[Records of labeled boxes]
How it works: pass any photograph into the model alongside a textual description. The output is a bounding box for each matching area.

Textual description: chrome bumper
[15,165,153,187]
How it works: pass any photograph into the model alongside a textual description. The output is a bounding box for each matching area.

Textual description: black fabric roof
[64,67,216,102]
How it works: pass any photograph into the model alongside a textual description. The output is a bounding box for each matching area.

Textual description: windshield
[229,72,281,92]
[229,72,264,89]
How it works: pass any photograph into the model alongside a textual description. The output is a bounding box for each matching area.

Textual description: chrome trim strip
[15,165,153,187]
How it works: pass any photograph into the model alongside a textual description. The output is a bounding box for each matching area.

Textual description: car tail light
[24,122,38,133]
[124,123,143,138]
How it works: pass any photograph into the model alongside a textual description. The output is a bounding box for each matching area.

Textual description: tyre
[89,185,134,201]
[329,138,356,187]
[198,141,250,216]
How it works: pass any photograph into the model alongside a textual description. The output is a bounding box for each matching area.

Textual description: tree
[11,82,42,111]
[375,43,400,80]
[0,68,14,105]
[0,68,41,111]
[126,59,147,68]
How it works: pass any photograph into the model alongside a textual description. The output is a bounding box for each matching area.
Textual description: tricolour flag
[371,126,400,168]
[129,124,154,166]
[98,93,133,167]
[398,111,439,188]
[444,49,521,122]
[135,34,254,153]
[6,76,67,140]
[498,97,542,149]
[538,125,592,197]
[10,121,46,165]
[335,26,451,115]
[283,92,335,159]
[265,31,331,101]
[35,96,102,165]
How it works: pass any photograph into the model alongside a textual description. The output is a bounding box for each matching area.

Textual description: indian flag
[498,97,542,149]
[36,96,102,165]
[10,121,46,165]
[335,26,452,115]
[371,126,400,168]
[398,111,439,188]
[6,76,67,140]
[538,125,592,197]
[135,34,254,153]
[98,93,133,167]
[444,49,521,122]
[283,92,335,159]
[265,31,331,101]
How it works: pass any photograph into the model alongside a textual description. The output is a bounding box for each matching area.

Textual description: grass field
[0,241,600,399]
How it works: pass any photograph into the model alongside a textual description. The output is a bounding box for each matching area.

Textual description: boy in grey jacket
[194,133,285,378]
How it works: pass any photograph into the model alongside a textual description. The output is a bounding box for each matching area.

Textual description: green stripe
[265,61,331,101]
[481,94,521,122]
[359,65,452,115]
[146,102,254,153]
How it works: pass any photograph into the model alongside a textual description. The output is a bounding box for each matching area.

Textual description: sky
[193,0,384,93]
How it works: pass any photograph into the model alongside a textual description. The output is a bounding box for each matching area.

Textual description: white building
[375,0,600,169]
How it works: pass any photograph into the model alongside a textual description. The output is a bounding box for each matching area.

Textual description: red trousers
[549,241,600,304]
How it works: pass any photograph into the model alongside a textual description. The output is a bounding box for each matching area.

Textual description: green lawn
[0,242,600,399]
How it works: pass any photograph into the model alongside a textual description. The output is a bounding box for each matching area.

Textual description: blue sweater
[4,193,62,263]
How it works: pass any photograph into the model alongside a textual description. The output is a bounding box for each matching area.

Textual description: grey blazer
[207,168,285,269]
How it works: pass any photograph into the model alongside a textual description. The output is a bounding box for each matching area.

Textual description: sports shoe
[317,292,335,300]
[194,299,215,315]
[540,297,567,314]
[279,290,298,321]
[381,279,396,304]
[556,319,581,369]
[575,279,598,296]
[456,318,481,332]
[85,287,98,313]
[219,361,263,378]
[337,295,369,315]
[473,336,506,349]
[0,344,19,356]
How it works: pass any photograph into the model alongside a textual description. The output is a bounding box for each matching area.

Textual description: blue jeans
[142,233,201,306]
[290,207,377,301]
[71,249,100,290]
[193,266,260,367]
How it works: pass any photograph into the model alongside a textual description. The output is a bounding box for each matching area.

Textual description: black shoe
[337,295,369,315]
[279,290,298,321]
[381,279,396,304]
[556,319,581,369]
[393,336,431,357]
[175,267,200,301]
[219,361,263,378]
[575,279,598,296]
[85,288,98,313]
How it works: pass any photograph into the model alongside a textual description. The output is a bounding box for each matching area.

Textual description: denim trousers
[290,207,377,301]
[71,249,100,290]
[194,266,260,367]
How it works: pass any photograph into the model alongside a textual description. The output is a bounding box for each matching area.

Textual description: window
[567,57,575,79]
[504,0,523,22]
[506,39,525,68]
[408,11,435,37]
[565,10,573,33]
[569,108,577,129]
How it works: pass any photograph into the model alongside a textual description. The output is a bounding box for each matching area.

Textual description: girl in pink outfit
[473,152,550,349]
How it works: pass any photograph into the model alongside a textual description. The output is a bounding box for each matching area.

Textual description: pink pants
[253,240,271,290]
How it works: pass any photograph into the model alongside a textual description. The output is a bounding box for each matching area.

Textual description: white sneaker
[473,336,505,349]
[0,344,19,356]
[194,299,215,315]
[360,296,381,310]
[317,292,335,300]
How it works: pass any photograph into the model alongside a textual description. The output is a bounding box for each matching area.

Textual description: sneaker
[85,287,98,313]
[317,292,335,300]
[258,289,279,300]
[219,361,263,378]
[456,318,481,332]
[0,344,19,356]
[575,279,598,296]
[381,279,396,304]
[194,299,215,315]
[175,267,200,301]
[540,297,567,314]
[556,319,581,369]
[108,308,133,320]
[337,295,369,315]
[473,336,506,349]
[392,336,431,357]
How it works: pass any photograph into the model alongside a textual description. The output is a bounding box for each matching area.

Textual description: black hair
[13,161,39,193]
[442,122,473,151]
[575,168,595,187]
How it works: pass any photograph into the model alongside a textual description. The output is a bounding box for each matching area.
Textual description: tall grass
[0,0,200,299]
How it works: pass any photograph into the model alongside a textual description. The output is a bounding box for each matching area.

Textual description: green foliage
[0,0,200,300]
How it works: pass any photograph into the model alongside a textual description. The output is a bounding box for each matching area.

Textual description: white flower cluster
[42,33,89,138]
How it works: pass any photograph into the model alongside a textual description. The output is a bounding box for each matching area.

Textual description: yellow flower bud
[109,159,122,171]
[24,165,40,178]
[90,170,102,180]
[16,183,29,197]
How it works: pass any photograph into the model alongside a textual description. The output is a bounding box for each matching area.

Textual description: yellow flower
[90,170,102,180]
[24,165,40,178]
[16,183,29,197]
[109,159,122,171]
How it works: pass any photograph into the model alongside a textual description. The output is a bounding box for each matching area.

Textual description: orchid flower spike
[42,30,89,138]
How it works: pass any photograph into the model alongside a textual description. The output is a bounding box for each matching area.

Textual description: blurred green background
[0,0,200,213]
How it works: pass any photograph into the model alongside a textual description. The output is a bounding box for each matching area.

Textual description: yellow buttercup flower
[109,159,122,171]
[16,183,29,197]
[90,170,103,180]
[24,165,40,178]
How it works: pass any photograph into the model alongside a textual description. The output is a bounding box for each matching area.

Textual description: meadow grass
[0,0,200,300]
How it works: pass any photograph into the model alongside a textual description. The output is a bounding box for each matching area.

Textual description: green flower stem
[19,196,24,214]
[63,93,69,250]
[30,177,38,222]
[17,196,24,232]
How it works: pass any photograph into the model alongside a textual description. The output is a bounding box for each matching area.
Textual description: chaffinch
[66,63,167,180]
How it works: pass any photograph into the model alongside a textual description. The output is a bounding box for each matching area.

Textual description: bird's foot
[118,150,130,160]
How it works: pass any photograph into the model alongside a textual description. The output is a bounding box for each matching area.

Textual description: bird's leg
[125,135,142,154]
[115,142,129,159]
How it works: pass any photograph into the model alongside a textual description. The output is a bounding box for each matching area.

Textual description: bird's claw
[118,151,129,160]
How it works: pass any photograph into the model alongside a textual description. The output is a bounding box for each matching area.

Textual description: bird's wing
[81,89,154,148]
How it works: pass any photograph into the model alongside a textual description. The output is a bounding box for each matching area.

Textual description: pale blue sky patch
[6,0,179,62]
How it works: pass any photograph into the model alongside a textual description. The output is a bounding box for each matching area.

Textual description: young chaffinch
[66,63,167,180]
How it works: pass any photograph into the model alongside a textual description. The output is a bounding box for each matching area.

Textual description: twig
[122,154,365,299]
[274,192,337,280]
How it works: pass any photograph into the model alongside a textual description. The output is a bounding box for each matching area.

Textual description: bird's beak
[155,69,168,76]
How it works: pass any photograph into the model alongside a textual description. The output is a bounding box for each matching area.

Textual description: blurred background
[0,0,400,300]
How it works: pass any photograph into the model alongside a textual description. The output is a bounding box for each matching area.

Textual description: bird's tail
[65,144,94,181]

[WHAT IS NEEDED] Convert the items, from the start through the line containing "[126,59,147,68]", into a two-column CSV with the headers description and boxes. Give one row per item, with its text under description and its answer under boxes, each in a single quoted field with line breaks replaced by spaces.

[WORKED SOLUTION]
description,boxes
"How it works: pass any photograph into the model alongside a textual description. The output is a bounding box for each matching area. Textual description: chrome bumper","[15,165,153,187]"
"How it works: pass any photograph into the model alongside a textual description. The output is a bounding box for each matching area. Textual description: black fabric roof","[64,67,216,102]"
"How it works: pass any photograph into the model alongside a textual description. The output is a bounding box for each matching area. Textual description: windshield","[229,72,281,92] [229,72,264,89]"
"How it works: pass any photograph into the model alongside a textual description. The output is a bounding box for each matching area. Textual description: chrome trim strip","[15,165,153,187]"
"How it works: pass any photograph into the model alongside a textual description. The output is a bounding box for each matching area. Textual description: car tail light","[24,122,38,133] [124,123,143,138]"
"How it works: pass any photograph into the model alongside a textual description. The output is a bounding box for each matching area. Textual description: tyre","[89,185,134,201] [329,138,356,187] [198,141,250,216]"
"How it works: pass any photograph into the model alongside a textual description. The output is a bounding box for each matching area. Textual description: tree","[11,82,42,111] [375,43,400,80] [0,68,14,105] [0,68,41,111] [126,59,147,68]"